The input START

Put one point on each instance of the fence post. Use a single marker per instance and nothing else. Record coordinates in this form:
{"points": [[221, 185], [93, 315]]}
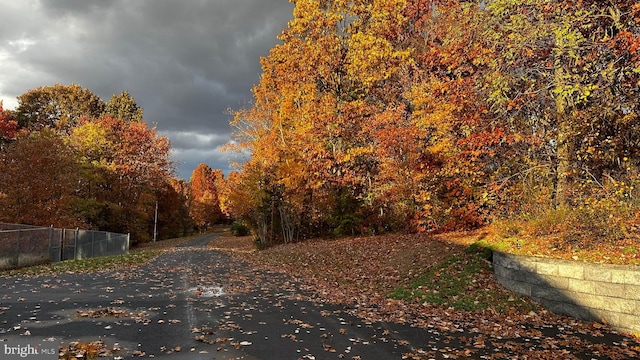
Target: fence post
{"points": [[18, 248], [50, 243], [75, 244]]}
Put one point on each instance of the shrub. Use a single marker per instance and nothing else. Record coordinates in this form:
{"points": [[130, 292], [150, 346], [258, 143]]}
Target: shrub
{"points": [[239, 229]]}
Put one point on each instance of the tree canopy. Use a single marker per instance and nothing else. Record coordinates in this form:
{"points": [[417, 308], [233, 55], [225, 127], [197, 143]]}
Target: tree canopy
{"points": [[424, 115]]}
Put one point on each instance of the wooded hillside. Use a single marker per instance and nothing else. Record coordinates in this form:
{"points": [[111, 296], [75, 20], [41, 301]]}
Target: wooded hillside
{"points": [[418, 115]]}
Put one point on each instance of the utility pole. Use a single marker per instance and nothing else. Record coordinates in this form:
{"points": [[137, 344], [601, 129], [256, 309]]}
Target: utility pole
{"points": [[155, 224]]}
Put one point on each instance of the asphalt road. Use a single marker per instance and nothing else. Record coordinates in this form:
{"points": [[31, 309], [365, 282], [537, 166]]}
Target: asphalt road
{"points": [[189, 303], [195, 303]]}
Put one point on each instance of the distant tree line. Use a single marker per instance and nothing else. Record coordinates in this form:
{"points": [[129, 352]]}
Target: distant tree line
{"points": [[69, 159]]}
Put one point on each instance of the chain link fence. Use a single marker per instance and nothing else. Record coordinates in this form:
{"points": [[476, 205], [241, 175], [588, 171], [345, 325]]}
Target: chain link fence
{"points": [[24, 245]]}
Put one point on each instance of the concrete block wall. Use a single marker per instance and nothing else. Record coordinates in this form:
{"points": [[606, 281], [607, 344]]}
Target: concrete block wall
{"points": [[591, 292]]}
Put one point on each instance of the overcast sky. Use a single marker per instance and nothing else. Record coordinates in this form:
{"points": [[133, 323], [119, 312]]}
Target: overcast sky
{"points": [[184, 61]]}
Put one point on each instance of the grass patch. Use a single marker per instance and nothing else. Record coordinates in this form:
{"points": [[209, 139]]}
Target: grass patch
{"points": [[92, 265], [463, 282]]}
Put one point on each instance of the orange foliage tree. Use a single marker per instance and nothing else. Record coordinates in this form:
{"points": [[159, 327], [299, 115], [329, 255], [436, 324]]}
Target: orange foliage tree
{"points": [[204, 199], [435, 114]]}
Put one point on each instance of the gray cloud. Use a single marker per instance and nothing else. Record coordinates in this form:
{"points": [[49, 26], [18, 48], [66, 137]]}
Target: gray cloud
{"points": [[184, 61]]}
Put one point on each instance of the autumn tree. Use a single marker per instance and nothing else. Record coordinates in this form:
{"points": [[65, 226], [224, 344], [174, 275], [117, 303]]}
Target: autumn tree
{"points": [[561, 76], [123, 106], [57, 107], [436, 114], [39, 174], [204, 196], [124, 162], [8, 127]]}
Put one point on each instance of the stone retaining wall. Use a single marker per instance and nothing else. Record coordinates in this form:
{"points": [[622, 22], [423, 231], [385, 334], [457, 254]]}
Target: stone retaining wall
{"points": [[592, 292]]}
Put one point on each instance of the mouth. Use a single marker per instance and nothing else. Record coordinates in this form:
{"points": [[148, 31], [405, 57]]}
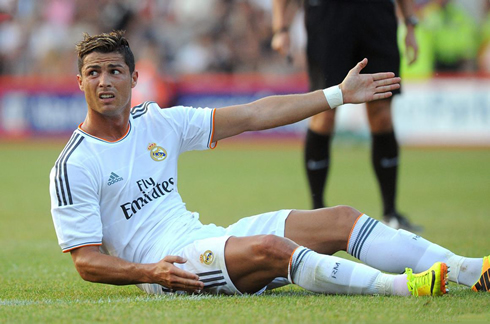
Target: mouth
{"points": [[104, 96]]}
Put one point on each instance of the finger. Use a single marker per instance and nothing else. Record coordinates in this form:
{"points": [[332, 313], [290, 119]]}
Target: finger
{"points": [[387, 82]]}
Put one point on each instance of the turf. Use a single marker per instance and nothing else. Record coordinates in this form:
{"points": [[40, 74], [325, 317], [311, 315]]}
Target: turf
{"points": [[445, 190]]}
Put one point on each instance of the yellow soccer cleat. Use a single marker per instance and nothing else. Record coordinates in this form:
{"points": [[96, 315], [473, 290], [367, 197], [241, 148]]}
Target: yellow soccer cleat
{"points": [[432, 282], [483, 284]]}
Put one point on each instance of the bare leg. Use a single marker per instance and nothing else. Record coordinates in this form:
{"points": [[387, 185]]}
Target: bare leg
{"points": [[325, 230]]}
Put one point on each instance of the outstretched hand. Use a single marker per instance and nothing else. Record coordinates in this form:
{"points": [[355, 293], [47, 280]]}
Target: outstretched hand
{"points": [[359, 88]]}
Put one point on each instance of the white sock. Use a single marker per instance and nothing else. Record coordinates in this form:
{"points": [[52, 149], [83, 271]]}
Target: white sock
{"points": [[391, 250], [332, 275]]}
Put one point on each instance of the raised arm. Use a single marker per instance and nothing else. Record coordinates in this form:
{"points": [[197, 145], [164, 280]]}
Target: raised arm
{"points": [[274, 111], [94, 266]]}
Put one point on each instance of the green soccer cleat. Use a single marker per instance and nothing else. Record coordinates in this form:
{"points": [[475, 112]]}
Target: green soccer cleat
{"points": [[483, 284], [432, 282]]}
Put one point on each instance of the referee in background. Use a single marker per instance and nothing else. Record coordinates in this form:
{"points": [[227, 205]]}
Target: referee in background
{"points": [[339, 34]]}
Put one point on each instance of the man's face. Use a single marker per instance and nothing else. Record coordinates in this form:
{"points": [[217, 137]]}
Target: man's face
{"points": [[107, 83]]}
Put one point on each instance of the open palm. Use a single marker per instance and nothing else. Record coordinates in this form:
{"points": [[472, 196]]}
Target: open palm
{"points": [[359, 88]]}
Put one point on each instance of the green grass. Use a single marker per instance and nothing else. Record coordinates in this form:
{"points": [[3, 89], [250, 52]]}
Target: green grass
{"points": [[446, 190]]}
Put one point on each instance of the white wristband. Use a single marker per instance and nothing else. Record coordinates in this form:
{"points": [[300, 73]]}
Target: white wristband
{"points": [[334, 96]]}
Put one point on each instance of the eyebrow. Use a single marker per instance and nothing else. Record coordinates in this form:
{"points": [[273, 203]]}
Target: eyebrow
{"points": [[96, 66]]}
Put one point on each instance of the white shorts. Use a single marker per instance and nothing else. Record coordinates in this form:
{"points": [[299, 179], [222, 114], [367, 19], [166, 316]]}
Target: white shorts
{"points": [[206, 255]]}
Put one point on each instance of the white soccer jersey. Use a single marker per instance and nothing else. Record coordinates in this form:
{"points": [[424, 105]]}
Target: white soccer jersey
{"points": [[123, 195]]}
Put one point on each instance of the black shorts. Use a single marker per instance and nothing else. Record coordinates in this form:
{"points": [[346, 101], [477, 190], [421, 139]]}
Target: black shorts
{"points": [[340, 33]]}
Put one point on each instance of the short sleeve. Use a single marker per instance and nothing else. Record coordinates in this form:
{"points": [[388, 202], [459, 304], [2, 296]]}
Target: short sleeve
{"points": [[74, 207], [194, 125]]}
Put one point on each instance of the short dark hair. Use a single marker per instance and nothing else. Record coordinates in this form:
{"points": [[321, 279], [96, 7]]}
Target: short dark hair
{"points": [[105, 43]]}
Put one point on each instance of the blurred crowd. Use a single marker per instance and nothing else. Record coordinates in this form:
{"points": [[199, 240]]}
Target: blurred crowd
{"points": [[173, 37]]}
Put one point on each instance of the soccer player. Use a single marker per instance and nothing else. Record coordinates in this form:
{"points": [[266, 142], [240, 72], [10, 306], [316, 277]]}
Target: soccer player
{"points": [[117, 210]]}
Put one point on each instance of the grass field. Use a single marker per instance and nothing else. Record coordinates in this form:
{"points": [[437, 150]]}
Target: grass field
{"points": [[446, 190]]}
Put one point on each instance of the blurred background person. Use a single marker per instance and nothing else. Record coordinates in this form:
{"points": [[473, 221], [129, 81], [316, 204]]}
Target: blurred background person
{"points": [[339, 33]]}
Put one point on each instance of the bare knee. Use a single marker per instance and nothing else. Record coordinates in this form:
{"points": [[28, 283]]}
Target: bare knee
{"points": [[271, 250], [324, 230]]}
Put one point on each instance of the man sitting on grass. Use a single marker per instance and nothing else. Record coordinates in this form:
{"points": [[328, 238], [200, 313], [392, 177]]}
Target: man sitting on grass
{"points": [[116, 207]]}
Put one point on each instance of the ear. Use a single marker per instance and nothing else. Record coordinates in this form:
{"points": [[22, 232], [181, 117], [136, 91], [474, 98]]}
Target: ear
{"points": [[80, 82], [134, 78]]}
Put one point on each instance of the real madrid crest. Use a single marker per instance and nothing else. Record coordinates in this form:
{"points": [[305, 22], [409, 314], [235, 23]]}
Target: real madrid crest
{"points": [[207, 257], [157, 153]]}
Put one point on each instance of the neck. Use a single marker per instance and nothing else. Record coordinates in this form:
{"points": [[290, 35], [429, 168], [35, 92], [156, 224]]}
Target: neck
{"points": [[107, 128]]}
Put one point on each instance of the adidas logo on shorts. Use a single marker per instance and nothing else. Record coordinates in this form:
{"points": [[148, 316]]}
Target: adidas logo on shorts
{"points": [[113, 179]]}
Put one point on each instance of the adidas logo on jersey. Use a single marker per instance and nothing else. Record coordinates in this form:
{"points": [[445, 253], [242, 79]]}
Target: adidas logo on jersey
{"points": [[113, 179]]}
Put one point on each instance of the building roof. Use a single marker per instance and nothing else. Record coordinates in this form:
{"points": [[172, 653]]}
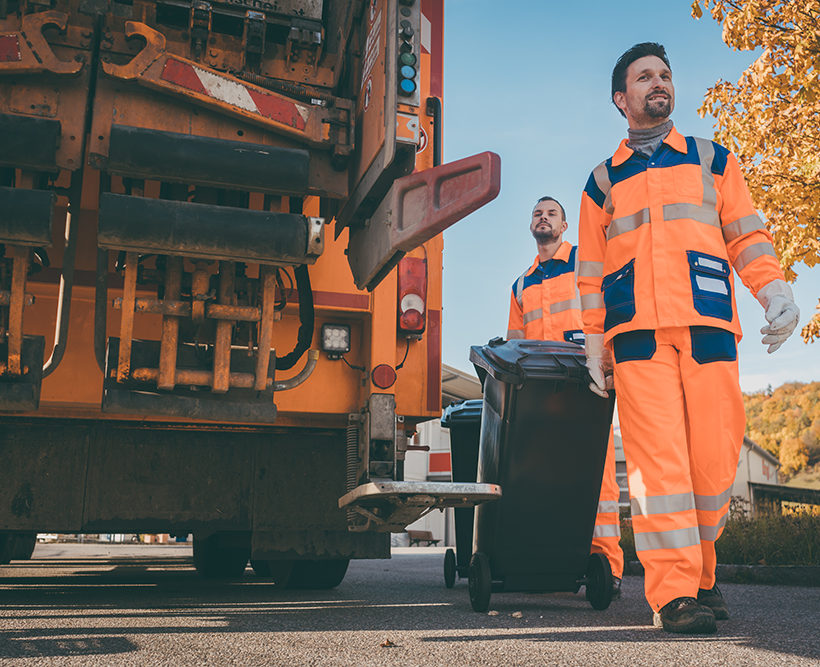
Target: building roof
{"points": [[753, 446]]}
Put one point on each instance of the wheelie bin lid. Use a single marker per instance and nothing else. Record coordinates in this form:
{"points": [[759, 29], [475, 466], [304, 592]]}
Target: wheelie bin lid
{"points": [[462, 411], [516, 361]]}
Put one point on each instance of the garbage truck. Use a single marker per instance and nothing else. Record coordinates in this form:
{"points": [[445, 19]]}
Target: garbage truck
{"points": [[220, 274]]}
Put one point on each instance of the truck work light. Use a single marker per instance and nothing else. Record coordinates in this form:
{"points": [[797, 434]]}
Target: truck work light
{"points": [[335, 340]]}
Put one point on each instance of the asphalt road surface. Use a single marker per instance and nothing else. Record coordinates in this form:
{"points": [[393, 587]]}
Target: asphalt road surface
{"points": [[89, 605]]}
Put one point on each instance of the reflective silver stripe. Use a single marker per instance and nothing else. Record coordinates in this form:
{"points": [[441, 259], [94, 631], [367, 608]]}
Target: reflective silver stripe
{"points": [[706, 215], [752, 253], [590, 301], [601, 176], [746, 225], [519, 290], [713, 503], [679, 502], [706, 152], [536, 314], [591, 269], [613, 530], [711, 533], [608, 507], [561, 306], [629, 223], [668, 539]]}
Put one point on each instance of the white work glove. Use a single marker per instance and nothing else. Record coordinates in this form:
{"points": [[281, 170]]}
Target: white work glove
{"points": [[599, 364], [782, 313]]}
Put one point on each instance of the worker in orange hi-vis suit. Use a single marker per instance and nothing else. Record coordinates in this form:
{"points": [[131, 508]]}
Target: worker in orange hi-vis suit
{"points": [[545, 306], [663, 221]]}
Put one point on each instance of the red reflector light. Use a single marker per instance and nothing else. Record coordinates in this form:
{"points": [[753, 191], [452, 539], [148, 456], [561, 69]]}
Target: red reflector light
{"points": [[383, 376], [412, 295]]}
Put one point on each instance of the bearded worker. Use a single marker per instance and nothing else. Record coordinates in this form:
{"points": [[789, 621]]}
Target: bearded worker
{"points": [[544, 305], [663, 221]]}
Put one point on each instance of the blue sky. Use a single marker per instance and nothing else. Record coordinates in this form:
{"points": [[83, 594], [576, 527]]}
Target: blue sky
{"points": [[532, 84]]}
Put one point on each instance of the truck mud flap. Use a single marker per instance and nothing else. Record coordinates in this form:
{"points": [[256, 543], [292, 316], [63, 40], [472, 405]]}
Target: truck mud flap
{"points": [[29, 143], [417, 208], [184, 158], [139, 224], [389, 507], [139, 398], [26, 216], [22, 393]]}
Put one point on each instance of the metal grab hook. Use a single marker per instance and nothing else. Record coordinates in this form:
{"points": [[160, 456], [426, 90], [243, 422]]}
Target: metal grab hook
{"points": [[34, 52], [154, 49]]}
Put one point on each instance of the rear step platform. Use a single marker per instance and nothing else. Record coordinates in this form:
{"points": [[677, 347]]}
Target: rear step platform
{"points": [[389, 507]]}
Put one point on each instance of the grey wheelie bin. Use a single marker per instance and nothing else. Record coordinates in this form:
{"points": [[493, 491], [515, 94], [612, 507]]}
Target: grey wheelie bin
{"points": [[463, 419], [543, 440]]}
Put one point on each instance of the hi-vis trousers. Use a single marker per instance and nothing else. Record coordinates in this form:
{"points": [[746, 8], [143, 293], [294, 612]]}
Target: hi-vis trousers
{"points": [[607, 534], [682, 423]]}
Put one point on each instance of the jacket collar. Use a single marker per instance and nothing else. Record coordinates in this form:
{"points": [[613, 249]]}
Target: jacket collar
{"points": [[674, 140], [562, 255]]}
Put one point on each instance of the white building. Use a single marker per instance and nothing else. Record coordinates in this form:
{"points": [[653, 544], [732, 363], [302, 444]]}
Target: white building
{"points": [[755, 466]]}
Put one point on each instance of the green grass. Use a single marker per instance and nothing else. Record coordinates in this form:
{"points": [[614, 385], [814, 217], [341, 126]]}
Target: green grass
{"points": [[771, 539]]}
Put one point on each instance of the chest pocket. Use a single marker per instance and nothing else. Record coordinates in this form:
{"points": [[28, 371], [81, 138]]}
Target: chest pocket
{"points": [[711, 285], [688, 183]]}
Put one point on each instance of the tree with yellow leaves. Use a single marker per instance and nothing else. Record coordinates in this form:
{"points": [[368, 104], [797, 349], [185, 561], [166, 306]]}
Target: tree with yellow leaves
{"points": [[770, 119]]}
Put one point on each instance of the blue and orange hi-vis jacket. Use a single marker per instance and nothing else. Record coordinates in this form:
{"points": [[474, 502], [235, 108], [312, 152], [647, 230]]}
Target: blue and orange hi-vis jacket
{"points": [[659, 236], [544, 304]]}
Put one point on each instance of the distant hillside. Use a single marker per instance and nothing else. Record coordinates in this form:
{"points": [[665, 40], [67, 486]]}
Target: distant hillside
{"points": [[786, 422]]}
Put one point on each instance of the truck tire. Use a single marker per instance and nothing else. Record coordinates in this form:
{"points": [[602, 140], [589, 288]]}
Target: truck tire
{"points": [[213, 561], [24, 547]]}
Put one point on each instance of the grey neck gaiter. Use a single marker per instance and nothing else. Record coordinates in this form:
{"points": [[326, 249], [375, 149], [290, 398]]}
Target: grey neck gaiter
{"points": [[647, 141]]}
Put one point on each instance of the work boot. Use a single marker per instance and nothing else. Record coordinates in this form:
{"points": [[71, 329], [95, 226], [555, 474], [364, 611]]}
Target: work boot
{"points": [[616, 588], [713, 599], [686, 616]]}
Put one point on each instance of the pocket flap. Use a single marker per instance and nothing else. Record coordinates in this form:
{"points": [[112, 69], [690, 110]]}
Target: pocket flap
{"points": [[709, 264], [620, 274]]}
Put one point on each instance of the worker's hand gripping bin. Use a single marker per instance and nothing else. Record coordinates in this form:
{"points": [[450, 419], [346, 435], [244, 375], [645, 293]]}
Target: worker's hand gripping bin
{"points": [[543, 440], [463, 419]]}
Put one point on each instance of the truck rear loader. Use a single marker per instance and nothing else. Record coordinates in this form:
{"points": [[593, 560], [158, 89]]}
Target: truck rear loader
{"points": [[220, 274]]}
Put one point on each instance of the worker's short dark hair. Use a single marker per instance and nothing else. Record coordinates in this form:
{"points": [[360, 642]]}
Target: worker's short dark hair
{"points": [[635, 53], [563, 213]]}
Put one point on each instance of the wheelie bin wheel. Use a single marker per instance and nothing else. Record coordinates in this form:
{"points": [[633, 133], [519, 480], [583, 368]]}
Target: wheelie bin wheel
{"points": [[449, 568], [480, 582], [599, 581]]}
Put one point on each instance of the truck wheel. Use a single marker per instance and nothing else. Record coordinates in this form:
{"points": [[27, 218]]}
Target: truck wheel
{"points": [[213, 561], [599, 581], [480, 582], [317, 574], [449, 568], [24, 547]]}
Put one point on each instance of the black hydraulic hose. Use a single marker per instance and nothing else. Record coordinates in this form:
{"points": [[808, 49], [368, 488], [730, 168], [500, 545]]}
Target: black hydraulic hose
{"points": [[305, 335], [67, 277], [100, 307]]}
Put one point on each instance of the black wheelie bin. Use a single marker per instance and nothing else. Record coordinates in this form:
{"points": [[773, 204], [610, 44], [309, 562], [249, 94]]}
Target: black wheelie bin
{"points": [[543, 440], [463, 419]]}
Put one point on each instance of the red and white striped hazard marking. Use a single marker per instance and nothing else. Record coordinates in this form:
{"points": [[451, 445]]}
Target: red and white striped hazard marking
{"points": [[230, 91], [9, 49]]}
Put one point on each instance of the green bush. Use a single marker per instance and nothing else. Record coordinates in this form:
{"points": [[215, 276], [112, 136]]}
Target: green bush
{"points": [[768, 539]]}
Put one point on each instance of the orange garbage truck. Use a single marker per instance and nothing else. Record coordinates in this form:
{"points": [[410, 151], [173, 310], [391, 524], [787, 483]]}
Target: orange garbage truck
{"points": [[220, 274]]}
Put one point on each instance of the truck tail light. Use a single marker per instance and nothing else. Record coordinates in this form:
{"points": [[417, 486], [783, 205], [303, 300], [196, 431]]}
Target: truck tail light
{"points": [[412, 296]]}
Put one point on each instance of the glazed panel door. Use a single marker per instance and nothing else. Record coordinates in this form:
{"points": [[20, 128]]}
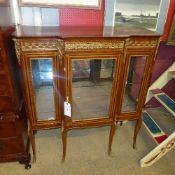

The input END

→ Work instruction:
Starting with the opening line of the listing, write out each line exactly until the line that contains "Put one point on each instance of the chain" has been included; skip the pictures.

→ Problem solution:
Put one point on each instance of the fence post. Use a single marker per instance and nothing else. Record coordinates in this form:
{"points": [[221, 185], [93, 315]]}
Target: fence post
{"points": [[18, 248], [50, 243], [75, 244]]}
Put one point on each instance of the shrub. Use a single marker per instance and nothing else. Record coordinates in this form:
{"points": [[130, 292], [150, 346], [258, 143]]}
Target: shrub
{"points": [[239, 229]]}
Put one point on each instance of the tree canopy. Use a single marker per instance and nothing else. Record coordinates in this form:
{"points": [[417, 308], [233, 55], [225, 127], [197, 143]]}
Target: tree canopy
{"points": [[424, 115]]}
Put one point on each instance of the wooded hillside. Use a single marker per instance and nothing else. Record coordinates in this form:
{"points": [[111, 296], [75, 20], [41, 301]]}
Target: wooded hillside
{"points": [[418, 115]]}
Put one point on each instance of the utility pole. Use a single marker per instance and nothing else. Record coordinates in this form:
{"points": [[137, 344], [601, 129], [256, 309]]}
Target: utility pole
{"points": [[155, 224]]}
Put one point on each instance of the asphalt road. Use a single marker per instance and nothing else. Record coordinates in this form:
{"points": [[31, 309], [365, 282], [537, 166]]}
Target: asphalt road
{"points": [[189, 303], [195, 303]]}
Put one point on each instance of the distant tree line. Use a single marker per instance and nothing else. Record coordinates in this form:
{"points": [[129, 352]]}
Target: distant tree line
{"points": [[69, 159]]}
Put one point on each instance of the chain link fence. Use a single marker per instance and nothing else. Record coordinates in this form:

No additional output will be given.